ASSIGNMENT
All entries must be transcribed without a single difference.

DATA PROVIDED

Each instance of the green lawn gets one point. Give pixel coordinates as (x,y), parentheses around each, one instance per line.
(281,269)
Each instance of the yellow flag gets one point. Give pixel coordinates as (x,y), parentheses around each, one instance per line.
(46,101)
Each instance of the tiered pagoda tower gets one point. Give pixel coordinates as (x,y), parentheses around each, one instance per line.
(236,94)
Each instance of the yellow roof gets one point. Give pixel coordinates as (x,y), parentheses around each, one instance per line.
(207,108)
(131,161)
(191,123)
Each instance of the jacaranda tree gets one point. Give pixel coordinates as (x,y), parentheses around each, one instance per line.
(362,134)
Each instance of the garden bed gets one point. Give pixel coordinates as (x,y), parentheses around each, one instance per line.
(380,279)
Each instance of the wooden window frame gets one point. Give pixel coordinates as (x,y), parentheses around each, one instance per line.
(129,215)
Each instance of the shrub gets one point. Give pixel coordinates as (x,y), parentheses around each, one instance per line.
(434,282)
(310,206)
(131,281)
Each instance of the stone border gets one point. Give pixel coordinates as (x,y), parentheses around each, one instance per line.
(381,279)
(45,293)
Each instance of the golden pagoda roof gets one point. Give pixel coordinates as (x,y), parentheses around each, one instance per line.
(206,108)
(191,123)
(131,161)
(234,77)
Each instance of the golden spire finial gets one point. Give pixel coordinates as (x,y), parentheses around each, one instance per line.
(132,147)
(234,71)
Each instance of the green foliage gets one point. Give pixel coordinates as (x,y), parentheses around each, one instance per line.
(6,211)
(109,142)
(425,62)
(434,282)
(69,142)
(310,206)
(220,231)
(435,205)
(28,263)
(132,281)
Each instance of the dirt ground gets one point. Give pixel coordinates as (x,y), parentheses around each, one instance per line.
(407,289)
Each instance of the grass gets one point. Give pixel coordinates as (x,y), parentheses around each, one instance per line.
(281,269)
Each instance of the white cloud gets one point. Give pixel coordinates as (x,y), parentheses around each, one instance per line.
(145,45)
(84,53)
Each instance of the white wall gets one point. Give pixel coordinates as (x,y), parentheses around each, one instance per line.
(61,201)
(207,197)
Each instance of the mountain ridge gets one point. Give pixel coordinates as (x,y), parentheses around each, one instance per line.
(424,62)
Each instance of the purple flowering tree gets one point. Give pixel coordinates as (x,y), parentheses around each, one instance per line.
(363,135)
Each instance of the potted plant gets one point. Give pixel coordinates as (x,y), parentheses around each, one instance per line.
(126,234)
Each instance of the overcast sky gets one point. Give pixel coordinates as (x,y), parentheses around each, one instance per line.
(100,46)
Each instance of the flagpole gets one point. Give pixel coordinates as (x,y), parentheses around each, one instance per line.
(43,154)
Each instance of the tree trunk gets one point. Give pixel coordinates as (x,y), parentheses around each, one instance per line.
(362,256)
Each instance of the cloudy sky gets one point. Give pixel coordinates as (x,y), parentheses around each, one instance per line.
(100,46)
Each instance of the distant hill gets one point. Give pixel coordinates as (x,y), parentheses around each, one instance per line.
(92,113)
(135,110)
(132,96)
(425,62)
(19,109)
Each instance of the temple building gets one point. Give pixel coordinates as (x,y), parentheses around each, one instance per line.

COMPLETED EXERCISE
Each instance of the green lawn gets one point. Give pixel coordinates as (x,y), parentheses around each, one instance per line.
(281,269)
Each instance of the yellow flag gets one point. Give pixel coordinates as (x,y), parentheses around each, one instance per line.
(46,101)
Each instance of the tiered pagoda tower gets one point. Give pixel coordinates as (x,y), parentheses around each, one instance per line.
(236,94)
Each instance of the yellow roof gets one point. Give pixel coordinates as (x,y), parentheses around each, one instance per line.
(207,108)
(131,161)
(191,123)
Each instance of the jacaranda tree gets one point. Give pixel coordinates as (x,y), parentheses around each, one instance per line.
(362,134)
Each instance of the garden bed gets one point. Give pixel coordinates as (x,y), parentheses around each, one instance per line.
(380,279)
Each instance of the wooden window frame gets one point. Give pixel coordinates as (x,y), parentheses around each, one instance per line.
(129,215)
Each instance of the shrub gets one point. Give pixel coordinates as (x,y), parentheses around each, one instance per line.
(434,282)
(310,206)
(131,281)
Each instance of the stone border gets one point. Give pixel coordinates as (x,y), parentheses around each, one instance per line.
(381,279)
(45,293)
Each instance of the golden pagoda roof gets one point. Give pixel coordinates as (x,y), parentheses around each, one instance per line.
(206,108)
(191,123)
(131,161)
(234,77)
Each instance of the golden spire finial gets one point. Give pixel coordinates as (x,y), parentheses around each, one instance per line.
(132,147)
(234,71)
Each instance of the green foliage gets one point. Give pixel coordinates as (x,y), parentheses around each, one instance per line.
(6,211)
(109,142)
(425,62)
(434,282)
(69,142)
(310,206)
(220,231)
(435,205)
(28,263)
(132,281)
Each instance of the dirt ground gets one point. Give pixel coordinates as (x,y), parentheses around each, one instance per line.
(407,289)
Each instance of the grass gets one point. Give pixel coordinates as (x,y), parentheses around each, one instance per line.
(281,269)
Each instance of the white cloud gets one point. Give pixel coordinates as (x,y), parentheses around each, one instance per line.
(145,45)
(84,53)
Each instance of the white wall gets one point. Give pixel coordinates as (x,y), parentheses around each, one instance per line.
(61,201)
(207,197)
Each instance of the mountain ridge gets one point. Give pixel coordinates as (x,y), parentheses around each, one instance per line.
(424,62)
Each instance of the purple flowering tree gets one point. Give pixel coordinates as (x,y), parentheses around each, one instance per line.
(363,135)
Each instance of the potted plant gets one point. Give pixel coordinates as (x,y), parentheses around each, one instance per line.
(126,234)
Each instance of the overcast sky gets one point. Give pixel coordinates as (x,y), parentheses around each, one instance per line.
(100,46)
Each instance of the flagpole gets one point. Give pixel coordinates as (x,y), parentheses around each, one instance per line.
(43,154)
Each instance of the tree trunk gets one point. Give pixel coordinates as (x,y), parentheses around each, one instance per line.
(362,256)
Each instance of the cloudy sky gets one point. Give pixel coordinates as (x,y), parentheses around each, one instance per line.
(100,46)
Each instance of the distant hill gets one point. Give pixel coordinates as (x,y), parentheses around each, one instance per line.
(92,113)
(135,110)
(132,96)
(425,62)
(19,109)
Each instance of the temple building gets one point. Give pixel coordinates as (x,y), parentheses around each, one instance per line.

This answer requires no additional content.